▶ _WHAT NEEDS TO BE DONE_: Print out every entry, keeping each line identical to the original.

(Stored data entries)
== == ==

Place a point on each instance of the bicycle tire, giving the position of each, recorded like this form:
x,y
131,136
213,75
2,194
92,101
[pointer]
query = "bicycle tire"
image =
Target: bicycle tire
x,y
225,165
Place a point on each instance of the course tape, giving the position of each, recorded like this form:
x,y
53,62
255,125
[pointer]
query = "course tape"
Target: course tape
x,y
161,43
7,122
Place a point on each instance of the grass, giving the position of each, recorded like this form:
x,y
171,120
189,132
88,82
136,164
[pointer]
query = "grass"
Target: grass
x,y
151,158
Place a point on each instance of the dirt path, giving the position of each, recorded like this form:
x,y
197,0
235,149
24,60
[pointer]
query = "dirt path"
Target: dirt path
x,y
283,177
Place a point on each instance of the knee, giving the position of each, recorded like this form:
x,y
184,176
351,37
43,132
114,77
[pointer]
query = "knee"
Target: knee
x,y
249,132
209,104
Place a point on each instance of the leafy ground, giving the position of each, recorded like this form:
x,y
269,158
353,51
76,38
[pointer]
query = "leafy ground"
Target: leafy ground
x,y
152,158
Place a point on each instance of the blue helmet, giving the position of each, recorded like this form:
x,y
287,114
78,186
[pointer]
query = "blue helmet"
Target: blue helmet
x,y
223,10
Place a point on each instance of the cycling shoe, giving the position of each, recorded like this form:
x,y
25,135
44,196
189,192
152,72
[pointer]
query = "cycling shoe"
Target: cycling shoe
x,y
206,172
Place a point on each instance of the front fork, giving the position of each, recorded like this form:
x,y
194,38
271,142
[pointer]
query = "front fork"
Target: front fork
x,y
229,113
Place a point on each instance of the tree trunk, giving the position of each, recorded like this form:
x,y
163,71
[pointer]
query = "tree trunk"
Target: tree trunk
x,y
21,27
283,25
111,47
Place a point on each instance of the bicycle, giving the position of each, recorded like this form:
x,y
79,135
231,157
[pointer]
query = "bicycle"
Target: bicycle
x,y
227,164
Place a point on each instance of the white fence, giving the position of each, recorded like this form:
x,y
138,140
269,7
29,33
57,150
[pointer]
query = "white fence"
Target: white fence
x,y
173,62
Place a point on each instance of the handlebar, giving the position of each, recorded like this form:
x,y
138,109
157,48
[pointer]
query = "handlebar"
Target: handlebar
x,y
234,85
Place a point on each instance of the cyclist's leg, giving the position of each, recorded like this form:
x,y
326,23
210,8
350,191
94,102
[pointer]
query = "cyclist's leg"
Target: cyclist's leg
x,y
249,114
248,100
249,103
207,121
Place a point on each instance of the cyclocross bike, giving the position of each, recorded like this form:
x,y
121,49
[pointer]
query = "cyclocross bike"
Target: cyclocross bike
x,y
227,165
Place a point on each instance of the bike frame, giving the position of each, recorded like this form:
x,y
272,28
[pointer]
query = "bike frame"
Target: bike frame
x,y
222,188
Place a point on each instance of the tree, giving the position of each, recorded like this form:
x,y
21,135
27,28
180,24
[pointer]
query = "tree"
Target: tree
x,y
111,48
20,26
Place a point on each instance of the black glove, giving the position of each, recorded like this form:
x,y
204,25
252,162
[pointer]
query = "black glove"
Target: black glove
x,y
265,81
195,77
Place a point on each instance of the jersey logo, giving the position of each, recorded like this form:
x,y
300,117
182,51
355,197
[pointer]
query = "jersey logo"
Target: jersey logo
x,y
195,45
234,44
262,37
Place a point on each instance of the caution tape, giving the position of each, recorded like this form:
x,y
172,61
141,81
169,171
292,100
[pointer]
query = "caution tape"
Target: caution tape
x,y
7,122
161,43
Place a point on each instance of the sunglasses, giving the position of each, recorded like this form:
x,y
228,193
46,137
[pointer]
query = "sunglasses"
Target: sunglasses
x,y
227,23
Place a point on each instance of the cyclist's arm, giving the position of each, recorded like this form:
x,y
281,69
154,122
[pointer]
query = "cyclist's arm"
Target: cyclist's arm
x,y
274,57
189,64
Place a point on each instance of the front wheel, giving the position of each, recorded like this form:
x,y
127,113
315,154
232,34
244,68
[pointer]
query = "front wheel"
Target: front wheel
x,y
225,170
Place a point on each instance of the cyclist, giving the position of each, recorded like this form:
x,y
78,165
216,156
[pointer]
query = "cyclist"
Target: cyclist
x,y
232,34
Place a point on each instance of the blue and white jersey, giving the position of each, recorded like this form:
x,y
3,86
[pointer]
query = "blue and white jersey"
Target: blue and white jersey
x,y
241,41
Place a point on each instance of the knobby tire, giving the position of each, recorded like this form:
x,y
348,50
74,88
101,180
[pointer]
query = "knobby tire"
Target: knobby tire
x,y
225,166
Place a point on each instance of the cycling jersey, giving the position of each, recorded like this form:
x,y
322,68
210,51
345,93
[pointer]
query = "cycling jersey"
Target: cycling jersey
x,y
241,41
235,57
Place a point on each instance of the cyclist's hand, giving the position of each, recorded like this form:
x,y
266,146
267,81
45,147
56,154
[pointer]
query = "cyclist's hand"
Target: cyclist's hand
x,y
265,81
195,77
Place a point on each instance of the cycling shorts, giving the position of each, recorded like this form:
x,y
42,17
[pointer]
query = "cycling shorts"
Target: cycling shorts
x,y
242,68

== == ==

▶ _WRITTEN REPLY_:
Place a point on each instance of the bicycle tire, giving the position of each, recorded like this form:
x,y
131,136
213,75
2,194
92,101
[pointer]
query = "bicycle tire"
image =
Target: bicycle tire
x,y
225,165
Place a point on each instance of the course tape, giving the position of each, recorded like this form:
x,y
53,62
255,125
[pointer]
query = "course tape"
Target: course tape
x,y
161,43
7,122
Place a point on each instance of the grass, giving the position of each, recorded like this form:
x,y
171,120
189,132
88,82
136,164
[pointer]
query = "grass"
Target: grass
x,y
151,158
Place a point on each instance of the dirt path, giving the position of each, recorded like this form:
x,y
197,0
235,149
24,60
[pointer]
query = "dirt path"
Target: dirt path
x,y
283,177
Place a point on each instance of the knee, giving the position of each, recorded like this form:
x,y
184,176
351,37
43,132
114,77
[pointer]
query = "knee"
Target: knee
x,y
249,132
209,104
Place a point on each instance of the leafy ground, giving the position of each, recorded like this form:
x,y
269,158
353,51
76,38
[pointer]
query = "leafy ground"
Target: leafy ground
x,y
152,158
Place a point on each instance of the blue helmet, giving the position of each, recorded like this form:
x,y
287,114
78,186
[pointer]
query = "blue helmet"
Target: blue helmet
x,y
223,10
Place a point on each instance of the cycling shoe, giving the position of each, recorded like this form:
x,y
25,135
44,196
189,192
152,72
[pointer]
query = "cycling shoe"
Target: cycling shoe
x,y
206,172
Place a point on each instance of the front fork, giving the position of each, recorded like this form:
x,y
194,38
271,142
[pointer]
query = "front fork"
Target: front fork
x,y
229,113
Place a point on each instance of the tree trunk, giving the position of each, recorded like this form:
x,y
163,71
[pointer]
query = "tree trunk"
Target: tree trunk
x,y
21,27
283,25
111,47
Place a point on each instance of the bicycle, giving the position of each, recorded like this form:
x,y
79,135
231,157
[pointer]
query = "bicycle"
Target: bicycle
x,y
227,164
Place a point on each instance of the white fence, giving the position of each, recorded like this form:
x,y
138,140
269,7
29,33
57,150
[pointer]
query = "white fence"
Target: white fence
x,y
173,62
Place a point on each instance of the handlebar, giving the position of each, recorded like this form:
x,y
138,109
157,48
[pointer]
query = "handlebar"
Target: handlebar
x,y
234,85
Place a point on each instance of the cyclist's leg, giving the position of each, recorded like this form:
x,y
326,23
210,8
350,191
94,102
[pointer]
query = "cyclist's leg"
Target: cyclist's leg
x,y
249,114
248,100
249,103
207,121
Place a point on each instance of the cyclocross bike, giving the position of each, recorded like this form:
x,y
121,49
[pointer]
query = "cyclocross bike"
Target: cyclocross bike
x,y
227,165
Place a point on each instance of the bike frame, giving the position of each, recorded like this form:
x,y
272,28
[pointer]
query = "bike frame"
Target: bike frame
x,y
222,188
Place a point on each instance of the tree, giving the position of each, recorded like this form:
x,y
21,135
27,28
180,24
[pointer]
query = "tree"
Target: tree
x,y
111,48
20,26
Place a point on each instance of the black glove, giving the position of each, recorded like this form:
x,y
204,25
252,162
[pointer]
query = "black glove"
Target: black glove
x,y
265,81
195,77
Place a point on each instance of the jersey logo, giving the position of each, recorded like this form:
x,y
300,117
182,51
355,197
[pointer]
query = "jersey logo"
Target: jersey logo
x,y
195,45
234,44
262,37
Place a point on each instance of the caution tape, giving the position of each, recorded like this form:
x,y
172,61
141,81
169,171
292,100
[pointer]
query = "caution tape"
Target: caution tape
x,y
7,122
161,43
Place a point on each instance of the sunglasses, giving the position of each, recorded like this form:
x,y
228,193
46,137
[pointer]
query = "sunglasses"
Target: sunglasses
x,y
227,23
Place a point on each instance of the cyclist's arm, giving the position of each, recorded like this form:
x,y
281,69
154,122
[pointer]
query = "cyclist's arm"
Target: cyclist's arm
x,y
274,57
189,64
Place a point on each instance of the front wheel, giving the position of each, recorded like this form:
x,y
127,113
315,154
232,34
244,68
[pointer]
query = "front wheel"
Target: front wheel
x,y
225,170
Place a point on each instance of the cyclist, giving the position of each, recorded like this form:
x,y
78,165
216,156
[pointer]
query = "cyclist"
Target: cyclist
x,y
232,34
Place a point on each instance of the blue and white jersey, giving the position of each, recorded like this form:
x,y
3,86
[pointer]
query = "blue and white jersey"
Target: blue and white jersey
x,y
241,41
Place a point on each instance of the knobby tire, giving the position of each, recorded like this form:
x,y
348,50
74,88
101,180
[pointer]
query = "knobby tire"
Target: knobby tire
x,y
225,166
Place a point on each instance of the cycling jersey, giving the position of each, recorded like this form:
x,y
322,68
210,51
345,93
[pointer]
query = "cycling jersey"
Target: cycling jersey
x,y
241,41
235,57
Place a point on each instance of the cyclist's hand, giving the position of each, recorded like this form:
x,y
266,146
267,81
45,147
56,154
[pointer]
query = "cyclist's hand"
Target: cyclist's hand
x,y
265,81
195,77
Place a point on each instance of the cycling shorts, giving the position of each, recorded like this form:
x,y
42,17
[pointer]
query = "cycling shorts"
Target: cycling shorts
x,y
242,68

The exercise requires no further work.